:: Task requirements ::
Take the line that contains "Target: high-visibility shirt" and each line after it in the material below, and transcribe them exactly, stopping at the end.

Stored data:
•••

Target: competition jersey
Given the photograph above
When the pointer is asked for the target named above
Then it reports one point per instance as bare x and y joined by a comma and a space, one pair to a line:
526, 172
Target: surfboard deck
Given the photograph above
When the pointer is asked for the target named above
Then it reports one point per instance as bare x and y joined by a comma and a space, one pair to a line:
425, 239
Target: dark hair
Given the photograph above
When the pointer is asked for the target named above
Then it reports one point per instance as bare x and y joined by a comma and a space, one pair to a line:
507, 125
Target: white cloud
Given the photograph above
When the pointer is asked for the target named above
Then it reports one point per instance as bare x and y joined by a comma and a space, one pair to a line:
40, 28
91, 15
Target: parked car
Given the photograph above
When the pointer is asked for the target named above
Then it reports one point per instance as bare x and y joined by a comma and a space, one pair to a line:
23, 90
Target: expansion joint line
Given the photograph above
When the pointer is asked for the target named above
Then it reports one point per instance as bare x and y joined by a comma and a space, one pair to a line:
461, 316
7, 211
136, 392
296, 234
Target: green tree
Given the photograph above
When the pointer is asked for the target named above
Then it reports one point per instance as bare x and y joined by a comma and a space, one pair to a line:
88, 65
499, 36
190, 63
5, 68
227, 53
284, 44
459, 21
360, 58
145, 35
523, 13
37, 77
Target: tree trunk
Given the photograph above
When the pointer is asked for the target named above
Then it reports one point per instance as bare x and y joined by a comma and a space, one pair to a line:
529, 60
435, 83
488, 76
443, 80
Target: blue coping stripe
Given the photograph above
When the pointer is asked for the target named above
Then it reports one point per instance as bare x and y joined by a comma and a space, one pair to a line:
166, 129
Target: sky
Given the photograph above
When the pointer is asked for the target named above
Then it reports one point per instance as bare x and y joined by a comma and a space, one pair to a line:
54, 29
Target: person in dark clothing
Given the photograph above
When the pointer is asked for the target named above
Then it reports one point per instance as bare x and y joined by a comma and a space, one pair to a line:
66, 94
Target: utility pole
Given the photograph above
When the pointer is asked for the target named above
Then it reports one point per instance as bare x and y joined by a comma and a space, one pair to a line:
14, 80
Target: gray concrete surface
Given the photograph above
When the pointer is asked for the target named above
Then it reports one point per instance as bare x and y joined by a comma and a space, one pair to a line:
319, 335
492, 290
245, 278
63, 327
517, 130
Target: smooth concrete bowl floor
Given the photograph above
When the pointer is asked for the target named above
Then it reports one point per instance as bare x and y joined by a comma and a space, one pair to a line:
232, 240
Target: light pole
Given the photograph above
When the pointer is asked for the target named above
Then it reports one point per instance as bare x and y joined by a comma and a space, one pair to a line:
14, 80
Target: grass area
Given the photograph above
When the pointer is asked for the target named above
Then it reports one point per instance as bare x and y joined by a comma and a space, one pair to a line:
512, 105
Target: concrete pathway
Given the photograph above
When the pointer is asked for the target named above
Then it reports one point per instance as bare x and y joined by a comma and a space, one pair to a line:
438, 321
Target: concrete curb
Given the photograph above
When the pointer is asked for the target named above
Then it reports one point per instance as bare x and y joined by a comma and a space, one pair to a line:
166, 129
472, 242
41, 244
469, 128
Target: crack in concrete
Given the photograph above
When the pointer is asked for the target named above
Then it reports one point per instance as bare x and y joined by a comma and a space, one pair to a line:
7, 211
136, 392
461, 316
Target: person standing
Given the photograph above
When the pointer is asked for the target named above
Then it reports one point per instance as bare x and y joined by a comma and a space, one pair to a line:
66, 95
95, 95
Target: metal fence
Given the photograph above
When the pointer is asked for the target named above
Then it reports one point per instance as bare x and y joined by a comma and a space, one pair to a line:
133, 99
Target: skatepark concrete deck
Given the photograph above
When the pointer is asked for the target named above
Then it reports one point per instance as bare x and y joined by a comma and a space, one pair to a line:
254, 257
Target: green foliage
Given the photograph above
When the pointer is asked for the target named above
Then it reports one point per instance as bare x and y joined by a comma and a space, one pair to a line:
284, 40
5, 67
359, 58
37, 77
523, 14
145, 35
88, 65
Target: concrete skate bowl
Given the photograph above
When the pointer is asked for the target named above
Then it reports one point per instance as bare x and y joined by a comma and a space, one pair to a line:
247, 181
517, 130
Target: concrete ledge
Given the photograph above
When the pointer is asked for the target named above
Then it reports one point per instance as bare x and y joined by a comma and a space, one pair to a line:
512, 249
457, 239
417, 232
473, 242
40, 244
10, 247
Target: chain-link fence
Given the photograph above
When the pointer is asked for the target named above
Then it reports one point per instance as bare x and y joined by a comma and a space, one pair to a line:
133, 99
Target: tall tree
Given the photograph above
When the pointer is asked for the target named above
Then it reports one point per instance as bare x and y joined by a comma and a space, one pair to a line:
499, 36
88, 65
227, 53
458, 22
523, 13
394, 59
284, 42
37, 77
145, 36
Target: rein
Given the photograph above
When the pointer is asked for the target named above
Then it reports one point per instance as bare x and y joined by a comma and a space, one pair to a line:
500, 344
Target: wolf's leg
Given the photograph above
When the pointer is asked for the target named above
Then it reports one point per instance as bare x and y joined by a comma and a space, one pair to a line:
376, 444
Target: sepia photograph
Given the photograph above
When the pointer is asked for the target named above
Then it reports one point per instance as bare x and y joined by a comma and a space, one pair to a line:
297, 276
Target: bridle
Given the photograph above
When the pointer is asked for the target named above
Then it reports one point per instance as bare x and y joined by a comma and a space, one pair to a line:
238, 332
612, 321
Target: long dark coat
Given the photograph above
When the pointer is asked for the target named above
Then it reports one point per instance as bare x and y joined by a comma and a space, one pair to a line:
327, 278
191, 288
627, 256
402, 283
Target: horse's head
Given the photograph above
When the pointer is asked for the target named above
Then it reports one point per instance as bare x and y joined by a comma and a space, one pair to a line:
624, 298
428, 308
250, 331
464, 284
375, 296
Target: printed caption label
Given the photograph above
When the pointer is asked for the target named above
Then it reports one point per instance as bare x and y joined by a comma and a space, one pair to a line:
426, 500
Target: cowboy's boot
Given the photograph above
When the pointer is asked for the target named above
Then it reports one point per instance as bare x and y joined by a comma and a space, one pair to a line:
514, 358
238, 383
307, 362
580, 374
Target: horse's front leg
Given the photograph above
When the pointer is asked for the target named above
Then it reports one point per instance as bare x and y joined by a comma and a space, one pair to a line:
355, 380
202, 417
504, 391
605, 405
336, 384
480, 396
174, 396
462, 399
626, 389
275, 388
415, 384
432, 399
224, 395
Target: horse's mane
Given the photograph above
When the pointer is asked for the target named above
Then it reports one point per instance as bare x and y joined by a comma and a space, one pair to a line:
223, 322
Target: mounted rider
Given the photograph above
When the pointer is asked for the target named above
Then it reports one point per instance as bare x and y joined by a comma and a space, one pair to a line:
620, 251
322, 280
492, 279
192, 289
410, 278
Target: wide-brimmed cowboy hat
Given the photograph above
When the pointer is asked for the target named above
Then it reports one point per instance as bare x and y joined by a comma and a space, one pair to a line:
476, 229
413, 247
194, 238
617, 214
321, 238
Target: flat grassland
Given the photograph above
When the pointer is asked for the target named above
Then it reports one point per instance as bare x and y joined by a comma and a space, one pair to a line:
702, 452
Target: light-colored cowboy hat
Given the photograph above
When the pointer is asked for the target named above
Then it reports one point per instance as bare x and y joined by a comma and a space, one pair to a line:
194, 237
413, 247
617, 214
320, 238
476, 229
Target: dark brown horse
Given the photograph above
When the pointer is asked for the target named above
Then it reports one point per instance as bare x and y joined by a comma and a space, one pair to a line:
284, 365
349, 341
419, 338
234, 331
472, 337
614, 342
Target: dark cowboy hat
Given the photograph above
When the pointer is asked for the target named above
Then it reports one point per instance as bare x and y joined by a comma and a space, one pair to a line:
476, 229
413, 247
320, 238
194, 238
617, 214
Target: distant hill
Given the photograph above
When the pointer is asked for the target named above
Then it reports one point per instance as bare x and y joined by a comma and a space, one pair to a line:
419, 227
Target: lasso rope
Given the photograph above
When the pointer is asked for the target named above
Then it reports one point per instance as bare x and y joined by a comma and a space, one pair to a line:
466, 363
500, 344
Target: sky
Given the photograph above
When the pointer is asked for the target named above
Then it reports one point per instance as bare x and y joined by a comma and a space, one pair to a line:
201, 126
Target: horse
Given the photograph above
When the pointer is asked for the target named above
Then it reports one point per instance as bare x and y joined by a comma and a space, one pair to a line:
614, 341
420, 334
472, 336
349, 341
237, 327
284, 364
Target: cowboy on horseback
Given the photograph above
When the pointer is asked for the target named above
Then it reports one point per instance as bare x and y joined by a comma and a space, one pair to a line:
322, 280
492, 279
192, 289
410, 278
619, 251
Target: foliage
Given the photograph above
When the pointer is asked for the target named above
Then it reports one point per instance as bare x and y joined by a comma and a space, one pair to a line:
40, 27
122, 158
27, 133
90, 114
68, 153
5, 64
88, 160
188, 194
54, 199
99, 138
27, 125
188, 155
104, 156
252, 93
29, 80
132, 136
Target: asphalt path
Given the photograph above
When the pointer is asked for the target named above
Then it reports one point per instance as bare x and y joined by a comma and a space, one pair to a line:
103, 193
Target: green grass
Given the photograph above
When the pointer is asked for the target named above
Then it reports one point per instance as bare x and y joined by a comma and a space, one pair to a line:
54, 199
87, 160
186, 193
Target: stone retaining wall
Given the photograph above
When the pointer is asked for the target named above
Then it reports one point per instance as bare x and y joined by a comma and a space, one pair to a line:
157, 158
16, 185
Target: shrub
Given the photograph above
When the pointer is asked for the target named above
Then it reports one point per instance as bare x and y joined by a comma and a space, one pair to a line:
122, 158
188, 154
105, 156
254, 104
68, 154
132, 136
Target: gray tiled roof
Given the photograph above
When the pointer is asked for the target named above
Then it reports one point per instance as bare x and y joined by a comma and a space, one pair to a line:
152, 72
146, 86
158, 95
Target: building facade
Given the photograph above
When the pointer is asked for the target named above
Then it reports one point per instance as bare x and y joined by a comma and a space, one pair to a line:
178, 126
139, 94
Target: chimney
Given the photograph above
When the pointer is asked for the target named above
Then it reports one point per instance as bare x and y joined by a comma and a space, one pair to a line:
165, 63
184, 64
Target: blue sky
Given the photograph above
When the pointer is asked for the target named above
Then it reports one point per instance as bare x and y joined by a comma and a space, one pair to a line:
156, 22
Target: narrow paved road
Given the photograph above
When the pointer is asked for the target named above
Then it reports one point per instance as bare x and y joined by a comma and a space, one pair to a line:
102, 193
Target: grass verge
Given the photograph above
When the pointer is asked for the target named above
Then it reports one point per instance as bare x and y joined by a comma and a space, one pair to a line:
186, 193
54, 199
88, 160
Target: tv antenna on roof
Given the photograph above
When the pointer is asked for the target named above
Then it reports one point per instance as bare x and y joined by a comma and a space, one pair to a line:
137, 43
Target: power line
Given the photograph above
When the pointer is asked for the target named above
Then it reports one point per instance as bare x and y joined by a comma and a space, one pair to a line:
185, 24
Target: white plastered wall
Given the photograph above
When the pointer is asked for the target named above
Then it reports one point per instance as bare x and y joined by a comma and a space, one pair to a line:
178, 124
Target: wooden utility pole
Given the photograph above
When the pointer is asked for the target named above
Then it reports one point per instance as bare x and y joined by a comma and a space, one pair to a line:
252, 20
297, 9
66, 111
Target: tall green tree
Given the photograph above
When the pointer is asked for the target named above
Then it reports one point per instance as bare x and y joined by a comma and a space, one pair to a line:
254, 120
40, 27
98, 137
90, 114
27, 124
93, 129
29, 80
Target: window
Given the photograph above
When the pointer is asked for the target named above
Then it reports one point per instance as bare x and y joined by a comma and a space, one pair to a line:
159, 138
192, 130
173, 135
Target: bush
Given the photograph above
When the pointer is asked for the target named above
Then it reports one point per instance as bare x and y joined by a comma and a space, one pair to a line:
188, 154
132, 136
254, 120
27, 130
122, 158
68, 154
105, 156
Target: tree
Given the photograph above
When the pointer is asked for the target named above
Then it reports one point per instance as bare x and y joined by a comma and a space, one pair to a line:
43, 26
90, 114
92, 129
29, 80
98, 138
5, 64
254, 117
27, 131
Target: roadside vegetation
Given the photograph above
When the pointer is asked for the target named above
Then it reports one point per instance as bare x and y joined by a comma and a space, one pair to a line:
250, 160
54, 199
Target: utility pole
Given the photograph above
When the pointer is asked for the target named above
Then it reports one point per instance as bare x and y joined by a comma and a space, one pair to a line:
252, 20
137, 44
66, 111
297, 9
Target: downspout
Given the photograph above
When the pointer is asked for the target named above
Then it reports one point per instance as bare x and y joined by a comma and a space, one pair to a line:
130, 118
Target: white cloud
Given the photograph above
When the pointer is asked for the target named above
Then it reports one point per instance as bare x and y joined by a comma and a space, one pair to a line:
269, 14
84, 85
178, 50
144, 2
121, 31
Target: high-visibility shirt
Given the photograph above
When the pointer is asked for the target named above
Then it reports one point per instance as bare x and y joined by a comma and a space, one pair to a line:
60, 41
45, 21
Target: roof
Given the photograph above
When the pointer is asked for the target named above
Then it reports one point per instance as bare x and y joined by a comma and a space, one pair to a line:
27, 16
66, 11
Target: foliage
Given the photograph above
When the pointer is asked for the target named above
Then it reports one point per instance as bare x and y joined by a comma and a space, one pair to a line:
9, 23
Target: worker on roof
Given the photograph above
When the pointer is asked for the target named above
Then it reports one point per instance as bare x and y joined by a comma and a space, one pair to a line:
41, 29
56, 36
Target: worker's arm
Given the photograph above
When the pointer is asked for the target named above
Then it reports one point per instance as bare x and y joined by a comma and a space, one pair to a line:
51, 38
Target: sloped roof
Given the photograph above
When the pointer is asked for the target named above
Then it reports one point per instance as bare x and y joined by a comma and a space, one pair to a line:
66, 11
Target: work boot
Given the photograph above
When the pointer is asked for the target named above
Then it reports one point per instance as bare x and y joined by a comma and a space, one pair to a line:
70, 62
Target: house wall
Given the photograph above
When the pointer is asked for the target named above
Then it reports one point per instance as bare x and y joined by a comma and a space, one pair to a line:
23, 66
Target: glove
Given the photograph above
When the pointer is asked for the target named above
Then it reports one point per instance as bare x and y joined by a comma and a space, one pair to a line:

•••

:: Response to this exercise ::
Target: high-visibility shirt
Given the photograph above
When the pointer is asked for the target named above
Then it reports one point per instance as bare x and y joined by a comma and a space, one pair to a line:
60, 41
45, 21
Target: roof
Given the photograph above
When the pointer is asked for the target named above
Then it reports one point per instance as bare x and y joined by a comma and a space, one pair to a line:
27, 16
66, 11
Target: foliage
Given the photograph above
When the pointer is asked for the target named above
Then it reports one point per instance as bare x and y joined by a comma and a space, one pair to a line:
9, 23
Target: worker on roof
Given the photograph above
When the pointer is asked for the target named above
Then it reports one point per instance as bare x and y joined by a comma and a space, one pair to a line:
41, 29
56, 36
Target: worker's arm
Given the photograph above
When the pointer is asked for the target named above
Then it reports one point per instance as bare x and y joined by a comma and a space, one pair to a line:
51, 38
Target: sloped roof
Given the photograph above
When the pointer is asked for the target named above
Then it reports one point per instance as bare x and y joined by a comma and a space, one pair to a line:
66, 11
Target: work boot
Given the photograph above
When the pointer is asked for the target named above
Then it reports one point per instance as bare x and y joined by a comma and a space, one pair to a line:
70, 62
Target: house wall
Given the photograph above
When the pointer is asked for the target named above
Then it reports one point per instance as bare x and y joined by a comma and a space, one pair to a line:
23, 66
Target: glove
Given the photograph above
When the pointer is asked for the target named above
Then it reports one point per instance as bare x and y joined by a comma and a space, one pair to a line:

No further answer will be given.